* TASK OBJECTIVE
Your task is to restate word for word the line containing "The component shall place one marker per instance of the bright" and each line that follows it in the listing, and only those.

* RECORDS SUPPLIED
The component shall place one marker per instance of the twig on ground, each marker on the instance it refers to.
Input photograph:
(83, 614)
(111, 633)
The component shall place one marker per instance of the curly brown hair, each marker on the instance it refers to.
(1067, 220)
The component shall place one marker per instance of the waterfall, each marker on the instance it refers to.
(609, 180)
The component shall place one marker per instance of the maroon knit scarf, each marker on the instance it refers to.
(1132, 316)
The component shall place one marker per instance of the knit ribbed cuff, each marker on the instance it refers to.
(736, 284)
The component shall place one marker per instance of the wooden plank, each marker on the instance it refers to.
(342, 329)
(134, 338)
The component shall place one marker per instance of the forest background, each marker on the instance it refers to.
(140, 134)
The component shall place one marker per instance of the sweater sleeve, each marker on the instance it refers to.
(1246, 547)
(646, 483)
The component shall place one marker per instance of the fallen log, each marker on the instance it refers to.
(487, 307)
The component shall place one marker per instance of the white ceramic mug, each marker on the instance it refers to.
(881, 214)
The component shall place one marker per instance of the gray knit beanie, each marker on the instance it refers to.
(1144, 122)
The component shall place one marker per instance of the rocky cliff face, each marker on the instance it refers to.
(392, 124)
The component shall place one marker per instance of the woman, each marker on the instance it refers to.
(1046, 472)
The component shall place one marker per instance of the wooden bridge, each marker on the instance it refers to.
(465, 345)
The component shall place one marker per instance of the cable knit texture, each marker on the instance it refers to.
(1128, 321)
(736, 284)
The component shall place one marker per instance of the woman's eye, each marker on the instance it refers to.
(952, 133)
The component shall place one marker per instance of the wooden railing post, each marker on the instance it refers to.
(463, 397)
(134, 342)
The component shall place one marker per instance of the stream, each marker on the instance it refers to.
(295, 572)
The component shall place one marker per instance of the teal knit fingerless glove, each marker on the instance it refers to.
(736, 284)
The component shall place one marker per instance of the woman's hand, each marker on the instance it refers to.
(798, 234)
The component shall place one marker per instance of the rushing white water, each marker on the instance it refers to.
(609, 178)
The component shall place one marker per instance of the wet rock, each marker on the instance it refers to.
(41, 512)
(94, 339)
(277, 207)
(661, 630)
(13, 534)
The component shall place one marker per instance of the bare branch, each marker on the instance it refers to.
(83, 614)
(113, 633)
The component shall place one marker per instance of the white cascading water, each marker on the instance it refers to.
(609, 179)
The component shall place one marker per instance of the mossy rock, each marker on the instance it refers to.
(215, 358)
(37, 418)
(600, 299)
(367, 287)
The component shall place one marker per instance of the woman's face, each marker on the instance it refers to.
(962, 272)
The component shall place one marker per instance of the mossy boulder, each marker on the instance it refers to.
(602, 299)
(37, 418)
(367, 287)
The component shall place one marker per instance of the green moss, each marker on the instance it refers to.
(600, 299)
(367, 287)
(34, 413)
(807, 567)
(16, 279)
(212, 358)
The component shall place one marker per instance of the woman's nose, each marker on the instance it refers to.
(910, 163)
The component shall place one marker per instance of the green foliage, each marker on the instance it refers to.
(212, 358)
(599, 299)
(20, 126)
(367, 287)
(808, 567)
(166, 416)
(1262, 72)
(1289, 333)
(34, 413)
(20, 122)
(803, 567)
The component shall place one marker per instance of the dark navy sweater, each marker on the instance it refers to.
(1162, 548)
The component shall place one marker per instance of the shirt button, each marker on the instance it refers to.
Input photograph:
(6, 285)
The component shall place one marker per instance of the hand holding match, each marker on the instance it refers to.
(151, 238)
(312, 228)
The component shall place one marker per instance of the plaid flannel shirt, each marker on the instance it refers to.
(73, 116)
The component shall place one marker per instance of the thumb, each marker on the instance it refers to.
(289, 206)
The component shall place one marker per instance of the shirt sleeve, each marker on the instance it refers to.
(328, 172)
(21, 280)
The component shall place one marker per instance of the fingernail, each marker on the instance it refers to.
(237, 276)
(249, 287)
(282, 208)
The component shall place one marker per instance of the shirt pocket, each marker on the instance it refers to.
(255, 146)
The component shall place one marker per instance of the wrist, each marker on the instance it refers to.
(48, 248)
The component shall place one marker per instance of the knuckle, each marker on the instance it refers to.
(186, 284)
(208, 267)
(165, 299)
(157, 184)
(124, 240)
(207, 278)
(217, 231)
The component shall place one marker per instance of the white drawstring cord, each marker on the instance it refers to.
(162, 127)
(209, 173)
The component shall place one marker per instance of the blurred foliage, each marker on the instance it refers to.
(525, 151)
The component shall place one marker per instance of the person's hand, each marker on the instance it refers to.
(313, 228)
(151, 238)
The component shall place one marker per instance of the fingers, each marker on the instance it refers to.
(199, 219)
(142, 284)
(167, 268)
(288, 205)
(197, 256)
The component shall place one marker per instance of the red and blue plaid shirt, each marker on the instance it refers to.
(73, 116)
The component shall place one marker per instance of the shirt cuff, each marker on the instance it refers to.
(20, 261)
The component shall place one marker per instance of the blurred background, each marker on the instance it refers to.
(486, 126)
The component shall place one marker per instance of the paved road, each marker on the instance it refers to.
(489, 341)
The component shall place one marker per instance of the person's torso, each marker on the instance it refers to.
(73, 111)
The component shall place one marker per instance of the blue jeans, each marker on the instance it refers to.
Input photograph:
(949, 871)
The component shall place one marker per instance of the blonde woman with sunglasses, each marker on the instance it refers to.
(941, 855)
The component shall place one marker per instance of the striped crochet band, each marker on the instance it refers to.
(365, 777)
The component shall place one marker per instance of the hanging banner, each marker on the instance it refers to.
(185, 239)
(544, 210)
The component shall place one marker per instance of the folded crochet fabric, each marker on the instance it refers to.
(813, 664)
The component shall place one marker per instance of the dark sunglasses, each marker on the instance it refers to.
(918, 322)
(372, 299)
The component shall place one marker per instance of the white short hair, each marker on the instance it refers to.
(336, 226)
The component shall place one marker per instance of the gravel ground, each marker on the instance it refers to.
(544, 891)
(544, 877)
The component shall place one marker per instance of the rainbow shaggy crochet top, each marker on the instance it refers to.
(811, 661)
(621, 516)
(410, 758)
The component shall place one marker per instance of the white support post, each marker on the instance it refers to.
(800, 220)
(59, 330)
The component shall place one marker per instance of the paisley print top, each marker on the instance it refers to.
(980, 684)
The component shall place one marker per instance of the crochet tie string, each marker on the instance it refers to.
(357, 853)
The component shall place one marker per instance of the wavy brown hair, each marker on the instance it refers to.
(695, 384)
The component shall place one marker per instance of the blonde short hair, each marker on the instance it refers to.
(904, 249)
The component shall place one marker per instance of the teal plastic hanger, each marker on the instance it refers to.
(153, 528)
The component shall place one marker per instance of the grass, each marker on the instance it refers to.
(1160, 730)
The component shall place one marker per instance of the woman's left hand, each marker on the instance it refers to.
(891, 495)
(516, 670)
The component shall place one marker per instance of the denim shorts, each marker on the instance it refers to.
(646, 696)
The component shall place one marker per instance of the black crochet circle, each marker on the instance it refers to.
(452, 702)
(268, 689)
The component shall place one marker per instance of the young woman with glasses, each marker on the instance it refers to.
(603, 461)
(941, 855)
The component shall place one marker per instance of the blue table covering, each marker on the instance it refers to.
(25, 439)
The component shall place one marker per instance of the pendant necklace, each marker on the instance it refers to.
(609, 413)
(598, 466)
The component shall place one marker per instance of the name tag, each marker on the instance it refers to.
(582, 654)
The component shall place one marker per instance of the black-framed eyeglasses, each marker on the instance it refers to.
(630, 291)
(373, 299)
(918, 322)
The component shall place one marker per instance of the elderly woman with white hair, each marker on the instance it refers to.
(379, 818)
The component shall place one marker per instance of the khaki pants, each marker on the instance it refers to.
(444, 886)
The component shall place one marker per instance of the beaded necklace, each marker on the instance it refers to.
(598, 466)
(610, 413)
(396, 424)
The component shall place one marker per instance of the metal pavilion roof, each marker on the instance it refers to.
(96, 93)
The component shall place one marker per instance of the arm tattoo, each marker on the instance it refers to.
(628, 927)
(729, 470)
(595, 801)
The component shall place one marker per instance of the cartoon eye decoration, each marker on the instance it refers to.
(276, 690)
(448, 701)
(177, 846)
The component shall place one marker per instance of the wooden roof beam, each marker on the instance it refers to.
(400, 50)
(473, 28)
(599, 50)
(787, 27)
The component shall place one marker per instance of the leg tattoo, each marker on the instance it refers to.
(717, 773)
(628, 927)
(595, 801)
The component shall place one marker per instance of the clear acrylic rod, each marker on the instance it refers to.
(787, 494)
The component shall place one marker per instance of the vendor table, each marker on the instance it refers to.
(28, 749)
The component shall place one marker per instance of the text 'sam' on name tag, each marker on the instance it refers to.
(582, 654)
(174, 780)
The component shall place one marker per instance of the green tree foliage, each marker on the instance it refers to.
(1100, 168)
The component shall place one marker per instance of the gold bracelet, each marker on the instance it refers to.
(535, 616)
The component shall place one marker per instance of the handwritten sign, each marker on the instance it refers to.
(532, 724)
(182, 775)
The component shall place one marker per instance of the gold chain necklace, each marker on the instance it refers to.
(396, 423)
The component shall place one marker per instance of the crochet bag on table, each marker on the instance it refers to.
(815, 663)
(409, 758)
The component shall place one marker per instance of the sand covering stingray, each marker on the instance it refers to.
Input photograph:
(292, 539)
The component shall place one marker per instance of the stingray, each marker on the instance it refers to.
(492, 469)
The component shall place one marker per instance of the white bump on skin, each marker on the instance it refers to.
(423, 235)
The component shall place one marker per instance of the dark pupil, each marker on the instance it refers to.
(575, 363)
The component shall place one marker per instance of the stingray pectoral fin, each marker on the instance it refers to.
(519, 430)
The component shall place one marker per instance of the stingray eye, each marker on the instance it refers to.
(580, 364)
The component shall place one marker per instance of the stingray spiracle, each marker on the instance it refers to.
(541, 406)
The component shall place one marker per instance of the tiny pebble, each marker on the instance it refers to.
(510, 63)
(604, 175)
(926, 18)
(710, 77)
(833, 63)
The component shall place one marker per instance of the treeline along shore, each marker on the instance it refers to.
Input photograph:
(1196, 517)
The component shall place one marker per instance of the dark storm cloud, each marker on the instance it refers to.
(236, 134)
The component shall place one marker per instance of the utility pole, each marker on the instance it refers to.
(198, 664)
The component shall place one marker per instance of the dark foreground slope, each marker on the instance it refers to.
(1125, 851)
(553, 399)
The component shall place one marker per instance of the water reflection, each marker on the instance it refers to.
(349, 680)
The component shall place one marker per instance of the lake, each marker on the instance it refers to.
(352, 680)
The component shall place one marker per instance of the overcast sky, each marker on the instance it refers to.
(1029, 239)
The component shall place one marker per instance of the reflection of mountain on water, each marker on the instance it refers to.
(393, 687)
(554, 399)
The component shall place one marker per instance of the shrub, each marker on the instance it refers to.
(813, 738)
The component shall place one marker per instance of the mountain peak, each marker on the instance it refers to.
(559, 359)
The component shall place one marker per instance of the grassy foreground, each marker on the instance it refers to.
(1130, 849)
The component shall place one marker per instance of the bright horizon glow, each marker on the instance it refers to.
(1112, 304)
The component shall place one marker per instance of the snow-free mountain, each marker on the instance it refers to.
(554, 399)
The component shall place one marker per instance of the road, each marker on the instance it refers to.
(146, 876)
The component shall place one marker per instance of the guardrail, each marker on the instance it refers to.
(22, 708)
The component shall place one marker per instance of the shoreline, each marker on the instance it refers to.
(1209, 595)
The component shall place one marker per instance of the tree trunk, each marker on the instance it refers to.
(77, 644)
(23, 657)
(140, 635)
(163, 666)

* ANSWER FOR THE TASK
The component shall place one marker per instance of the bright horizon glow, each marker on the instance it refers to.
(1112, 304)
The component shall place one marker per instance of the snow-free mountain, each marker on the instance it refers to.
(554, 399)
The component shall place one marker per instance of the road, each marker on the instance it refers to.
(146, 876)
The component shall place one marker per instance of the guardrail, each marker on the instance it refers to.
(22, 708)
The component shall place one marker per instance of the shoreline, each marker on the instance it refers to.
(1209, 595)
The component shall place one marker per instance of the tree trunk, each marker on the instance it refers to.
(77, 644)
(23, 657)
(140, 635)
(163, 666)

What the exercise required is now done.